## SOURCE PASSAGE
‘Shadow’ of Iran growing, spy czar says
Iran has exploited the war in Iraq and a proxy fight with Israel to emerge as a more powerful and confident foe of the United States and is casting a growing “shadow” of influence across the Middle East, the nation’s top intelligence official testified Thursday.
During a Senate Intelligence Committee hearing on national security threats, National Intelligence Director John D. Negroponte and other officials expressed a new level of concern over Iran’s capabilities and intentions, saying the Islamic regime’s pursuit of nuclear weapons was only one element of its increasingly aggressive behavior.
“Iran’s influence is rising in ways that go beyond the menace of its nuclear program,” said Negroponte, ticking off several developments that had emboldened the country in the last year.
Among them, he said, was an increase in oil revenue that allowed greater funding of terrorist activities, and a belief in Iran and Lebanon that Hezbollah -- the Tehran-sponsored militant group based in Lebanon -- was the victor in heavy fighting with Israel last summer.
Iran “regards its ability to conduct terrorist operations abroad as a key element of its national security strategy,” Negroponte said, adding that Hezbollah, which the United States classifies as a terrorist organization, “could decide to conduct attacks against U.S. interests if it feels its survival -- or that of Iran -- is threatened.”
His testimony comes at a crucial juncture in the long-strained relationship between the United States and Iran, as the Bush administration struggles for ways to derail Tehran’s pursuit of nuclear weapons and curb its interference in the Iraq war. Iran’s Shiite Muslim government is a strong supporter of Iraqi Shiite militias involved in sectarian violence.
Indeed, U.S. forces took six Iranian nationals into custody in Iraq on Thursday, while lawmakers in Washington used three separate Capitol Hill hearings to express their concerns that President Bush’s plan to deploy 21,500 more troops to Iraq in an effort to stabilize the country could lead to a military confrontation with Iran.
At a Senate Foreign Relations Committee hearing, Sen. Joseph R. Biden Jr. (D-Del.), the panel’s chairman, pressed Secretary of State Condoleezza Rice to say whether the administration believed it had authority to invade Iran without congressional approval -- a question Rice declined to answer.
She said that the goal was to protect U.S. troops, and that “we believe we can do what we need to do inside Iraq.” She added, however, that “obviously, the president isn’t going to rule anything out to protect the troops. But the plan is to take these networks down in Iraq.”
Sen. Chuck Hagel (R-Neb.), a Vietnam veteran, told Rice he feared the new Bush strategy could lead to an invasion of Iran, which the administration might justify as necessary to track down militia supporters. He recalled that the Nixon administration secretly ordered U.S. troops into Cambodia during the Vietnam war.
The Bush plan, Hagel said, “represents the most dangerous policy blunder since Vietnam, if it’s carried out.”
In his appearance before the intelligence panel, Negroponte described an array of evolving threats to the United States, including North Korea’s recent missile tests, which demonstrate Pyongyang’s ongoing pursuit of weapons capable of striking North America, and indications that Al Qaeda is gaining strength.
The hearing was probably Negroponte’s last as the nation’s intelligence chief. He has been nominated to the No. 2 position at the State Department. The session was also the first in several years in which Democrats held the majority.

## EXERCISE PROMPT
Using the article on Iran's growing influence, mark each statement yes or no, and support each verdict with the deciding words quoted from the article. 1. Negroponte said Iran's nuclear program was the only threat its influence posed. 2. Rice declined to say whether the administration believed it could invade Iran without congressional approval. 3. Bush's plan called for sending 30,000 more troops to Iraq. The data has no connection to the article on Iran's growing influence.

## RECORD EXTRACTS

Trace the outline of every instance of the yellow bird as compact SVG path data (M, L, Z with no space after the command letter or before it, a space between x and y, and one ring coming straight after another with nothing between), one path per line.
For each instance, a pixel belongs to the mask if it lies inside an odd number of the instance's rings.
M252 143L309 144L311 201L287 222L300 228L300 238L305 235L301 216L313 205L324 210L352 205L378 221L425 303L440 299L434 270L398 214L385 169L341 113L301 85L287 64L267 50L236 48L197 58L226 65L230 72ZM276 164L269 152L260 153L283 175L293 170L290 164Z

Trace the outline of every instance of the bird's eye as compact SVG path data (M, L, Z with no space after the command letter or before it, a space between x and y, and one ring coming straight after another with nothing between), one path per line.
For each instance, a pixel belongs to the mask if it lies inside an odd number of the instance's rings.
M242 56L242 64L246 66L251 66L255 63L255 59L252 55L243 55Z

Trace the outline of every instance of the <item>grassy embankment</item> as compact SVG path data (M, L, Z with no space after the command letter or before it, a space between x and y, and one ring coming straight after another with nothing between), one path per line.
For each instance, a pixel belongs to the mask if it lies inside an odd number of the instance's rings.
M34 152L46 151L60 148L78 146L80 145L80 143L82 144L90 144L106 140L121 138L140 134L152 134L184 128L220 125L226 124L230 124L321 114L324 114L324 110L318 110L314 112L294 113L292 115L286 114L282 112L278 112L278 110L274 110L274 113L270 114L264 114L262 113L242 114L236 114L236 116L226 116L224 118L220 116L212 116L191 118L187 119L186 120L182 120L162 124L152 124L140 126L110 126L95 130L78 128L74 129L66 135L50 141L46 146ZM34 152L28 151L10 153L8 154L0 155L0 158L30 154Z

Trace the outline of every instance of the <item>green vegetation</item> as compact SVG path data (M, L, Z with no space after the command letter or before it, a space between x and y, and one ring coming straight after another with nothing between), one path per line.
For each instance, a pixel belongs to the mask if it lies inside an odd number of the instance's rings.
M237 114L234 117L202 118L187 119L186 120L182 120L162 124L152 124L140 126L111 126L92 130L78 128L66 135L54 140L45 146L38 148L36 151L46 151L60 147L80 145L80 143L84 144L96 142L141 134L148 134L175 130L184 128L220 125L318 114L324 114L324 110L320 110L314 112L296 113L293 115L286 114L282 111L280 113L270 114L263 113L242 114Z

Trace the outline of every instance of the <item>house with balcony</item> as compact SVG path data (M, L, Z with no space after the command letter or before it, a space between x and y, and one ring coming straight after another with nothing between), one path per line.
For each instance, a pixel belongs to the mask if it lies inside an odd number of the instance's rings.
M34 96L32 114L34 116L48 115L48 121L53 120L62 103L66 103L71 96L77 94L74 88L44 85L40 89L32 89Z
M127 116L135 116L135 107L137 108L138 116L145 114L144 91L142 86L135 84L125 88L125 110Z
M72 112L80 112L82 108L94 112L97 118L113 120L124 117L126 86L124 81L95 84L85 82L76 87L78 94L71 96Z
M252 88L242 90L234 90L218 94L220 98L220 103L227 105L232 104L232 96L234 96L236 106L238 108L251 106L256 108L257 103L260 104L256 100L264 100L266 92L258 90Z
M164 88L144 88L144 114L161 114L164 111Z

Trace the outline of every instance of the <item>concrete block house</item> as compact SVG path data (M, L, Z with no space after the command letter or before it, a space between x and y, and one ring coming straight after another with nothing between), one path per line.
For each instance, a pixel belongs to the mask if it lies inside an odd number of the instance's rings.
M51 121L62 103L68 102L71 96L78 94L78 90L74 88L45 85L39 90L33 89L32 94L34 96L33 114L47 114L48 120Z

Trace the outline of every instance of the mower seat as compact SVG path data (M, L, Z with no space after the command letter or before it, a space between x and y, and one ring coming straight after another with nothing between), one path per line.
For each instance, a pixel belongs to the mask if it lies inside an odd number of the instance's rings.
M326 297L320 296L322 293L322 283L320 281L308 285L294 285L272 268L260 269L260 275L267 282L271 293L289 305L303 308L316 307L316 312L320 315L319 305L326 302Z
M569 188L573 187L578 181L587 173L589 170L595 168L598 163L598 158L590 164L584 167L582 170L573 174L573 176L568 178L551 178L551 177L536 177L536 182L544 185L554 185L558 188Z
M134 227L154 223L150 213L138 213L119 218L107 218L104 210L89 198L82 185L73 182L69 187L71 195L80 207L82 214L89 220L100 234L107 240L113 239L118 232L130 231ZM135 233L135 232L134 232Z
* * *
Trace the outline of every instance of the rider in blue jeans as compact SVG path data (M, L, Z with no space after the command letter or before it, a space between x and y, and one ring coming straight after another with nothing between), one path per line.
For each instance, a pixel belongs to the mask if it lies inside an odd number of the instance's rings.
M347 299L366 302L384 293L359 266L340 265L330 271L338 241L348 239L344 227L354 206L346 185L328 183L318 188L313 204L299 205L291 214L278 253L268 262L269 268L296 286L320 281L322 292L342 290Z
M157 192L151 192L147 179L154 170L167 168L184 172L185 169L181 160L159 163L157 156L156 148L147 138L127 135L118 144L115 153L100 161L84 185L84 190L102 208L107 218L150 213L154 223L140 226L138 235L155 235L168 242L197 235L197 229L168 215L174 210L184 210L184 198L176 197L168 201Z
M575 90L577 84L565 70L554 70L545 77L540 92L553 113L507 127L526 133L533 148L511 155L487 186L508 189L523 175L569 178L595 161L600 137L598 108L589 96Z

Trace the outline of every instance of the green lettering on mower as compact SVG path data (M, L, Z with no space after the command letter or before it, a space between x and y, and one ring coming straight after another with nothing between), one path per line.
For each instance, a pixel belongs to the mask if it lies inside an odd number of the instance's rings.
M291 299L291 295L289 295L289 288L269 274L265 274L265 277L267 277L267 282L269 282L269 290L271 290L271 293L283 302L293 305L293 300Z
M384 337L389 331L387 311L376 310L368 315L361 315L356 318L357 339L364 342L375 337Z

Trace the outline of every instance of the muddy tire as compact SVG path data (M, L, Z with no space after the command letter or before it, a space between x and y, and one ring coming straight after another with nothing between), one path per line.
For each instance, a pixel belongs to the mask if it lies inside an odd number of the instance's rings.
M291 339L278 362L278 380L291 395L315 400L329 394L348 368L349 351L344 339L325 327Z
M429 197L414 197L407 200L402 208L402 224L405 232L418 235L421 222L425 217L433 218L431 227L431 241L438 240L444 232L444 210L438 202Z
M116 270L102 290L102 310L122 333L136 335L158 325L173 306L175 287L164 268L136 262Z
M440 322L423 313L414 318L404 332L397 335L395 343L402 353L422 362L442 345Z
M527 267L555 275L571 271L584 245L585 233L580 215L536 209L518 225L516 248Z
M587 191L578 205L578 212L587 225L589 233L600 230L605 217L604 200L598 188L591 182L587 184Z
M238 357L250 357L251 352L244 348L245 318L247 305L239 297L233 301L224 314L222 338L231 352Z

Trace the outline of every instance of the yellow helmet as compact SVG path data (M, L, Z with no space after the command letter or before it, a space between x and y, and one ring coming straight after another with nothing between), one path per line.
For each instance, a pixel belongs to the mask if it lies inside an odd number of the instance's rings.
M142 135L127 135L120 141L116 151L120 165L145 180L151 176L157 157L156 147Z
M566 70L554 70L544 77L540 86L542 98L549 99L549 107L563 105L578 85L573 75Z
==
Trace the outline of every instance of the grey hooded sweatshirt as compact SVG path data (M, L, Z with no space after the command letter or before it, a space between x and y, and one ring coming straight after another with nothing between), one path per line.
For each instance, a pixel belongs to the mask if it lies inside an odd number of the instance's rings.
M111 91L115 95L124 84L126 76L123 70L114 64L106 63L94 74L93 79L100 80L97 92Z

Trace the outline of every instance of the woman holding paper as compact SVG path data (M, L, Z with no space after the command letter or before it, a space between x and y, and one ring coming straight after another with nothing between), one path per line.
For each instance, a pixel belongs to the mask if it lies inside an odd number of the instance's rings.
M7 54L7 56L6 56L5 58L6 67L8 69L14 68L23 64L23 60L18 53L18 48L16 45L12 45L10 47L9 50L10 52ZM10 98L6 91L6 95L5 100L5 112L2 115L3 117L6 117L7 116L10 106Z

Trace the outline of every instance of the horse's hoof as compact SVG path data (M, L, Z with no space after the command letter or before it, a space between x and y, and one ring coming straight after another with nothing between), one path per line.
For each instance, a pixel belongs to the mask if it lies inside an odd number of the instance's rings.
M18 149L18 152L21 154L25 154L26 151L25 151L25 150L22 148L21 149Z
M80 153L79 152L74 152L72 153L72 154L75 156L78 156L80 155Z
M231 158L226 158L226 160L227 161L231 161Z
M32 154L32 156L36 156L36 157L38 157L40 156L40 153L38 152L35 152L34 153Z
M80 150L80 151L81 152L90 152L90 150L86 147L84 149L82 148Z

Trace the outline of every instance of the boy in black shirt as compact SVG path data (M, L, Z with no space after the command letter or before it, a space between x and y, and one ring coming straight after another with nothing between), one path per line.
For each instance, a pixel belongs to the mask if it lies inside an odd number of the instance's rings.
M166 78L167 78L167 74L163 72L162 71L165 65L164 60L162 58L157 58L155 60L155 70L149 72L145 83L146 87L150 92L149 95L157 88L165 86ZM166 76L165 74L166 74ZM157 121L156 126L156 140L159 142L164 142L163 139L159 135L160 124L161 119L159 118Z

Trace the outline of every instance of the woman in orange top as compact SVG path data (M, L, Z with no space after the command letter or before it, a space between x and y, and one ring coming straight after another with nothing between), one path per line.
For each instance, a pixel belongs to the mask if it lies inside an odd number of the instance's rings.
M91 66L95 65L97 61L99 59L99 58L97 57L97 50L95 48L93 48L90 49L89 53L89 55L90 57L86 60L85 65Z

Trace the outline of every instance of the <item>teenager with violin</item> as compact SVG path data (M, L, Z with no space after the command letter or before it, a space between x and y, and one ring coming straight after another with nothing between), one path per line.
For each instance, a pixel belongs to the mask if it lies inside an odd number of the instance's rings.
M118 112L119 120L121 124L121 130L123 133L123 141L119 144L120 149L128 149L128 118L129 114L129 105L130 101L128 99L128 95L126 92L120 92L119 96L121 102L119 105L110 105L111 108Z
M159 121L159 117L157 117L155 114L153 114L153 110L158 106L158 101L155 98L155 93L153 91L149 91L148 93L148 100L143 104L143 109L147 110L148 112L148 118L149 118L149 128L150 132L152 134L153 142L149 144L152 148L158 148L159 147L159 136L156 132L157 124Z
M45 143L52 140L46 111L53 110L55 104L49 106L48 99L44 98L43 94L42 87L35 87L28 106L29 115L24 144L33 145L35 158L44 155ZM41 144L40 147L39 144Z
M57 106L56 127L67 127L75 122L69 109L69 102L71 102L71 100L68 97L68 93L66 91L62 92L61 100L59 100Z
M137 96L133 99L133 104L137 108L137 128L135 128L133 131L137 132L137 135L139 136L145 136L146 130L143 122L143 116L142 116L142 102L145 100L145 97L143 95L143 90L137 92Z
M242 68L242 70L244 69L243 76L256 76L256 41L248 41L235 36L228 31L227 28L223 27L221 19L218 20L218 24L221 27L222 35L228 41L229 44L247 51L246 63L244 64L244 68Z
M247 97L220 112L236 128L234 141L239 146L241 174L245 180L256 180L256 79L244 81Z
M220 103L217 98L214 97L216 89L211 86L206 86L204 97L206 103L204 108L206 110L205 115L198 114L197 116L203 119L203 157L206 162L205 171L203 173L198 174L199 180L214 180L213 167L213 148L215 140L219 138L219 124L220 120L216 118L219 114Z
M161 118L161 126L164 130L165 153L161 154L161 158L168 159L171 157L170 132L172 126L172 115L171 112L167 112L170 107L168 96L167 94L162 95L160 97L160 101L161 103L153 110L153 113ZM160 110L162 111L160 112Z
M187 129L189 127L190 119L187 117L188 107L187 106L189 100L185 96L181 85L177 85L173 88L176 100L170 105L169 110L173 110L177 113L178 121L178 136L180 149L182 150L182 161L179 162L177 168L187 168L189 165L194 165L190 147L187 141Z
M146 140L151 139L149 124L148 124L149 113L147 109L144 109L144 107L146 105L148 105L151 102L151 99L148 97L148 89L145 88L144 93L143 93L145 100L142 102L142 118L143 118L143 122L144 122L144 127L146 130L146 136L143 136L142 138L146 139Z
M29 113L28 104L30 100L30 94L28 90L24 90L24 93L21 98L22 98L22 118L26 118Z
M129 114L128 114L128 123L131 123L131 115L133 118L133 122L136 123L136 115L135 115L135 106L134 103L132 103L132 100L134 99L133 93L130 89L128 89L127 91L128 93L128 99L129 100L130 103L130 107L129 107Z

## REPLY
1. No: "Iran’s influence is rising in ways that go beyond the menace of its nuclear program"
2. Yes: "a question Rice declined to answer"
3. No: "deploy 21,500 more troops to Iraq"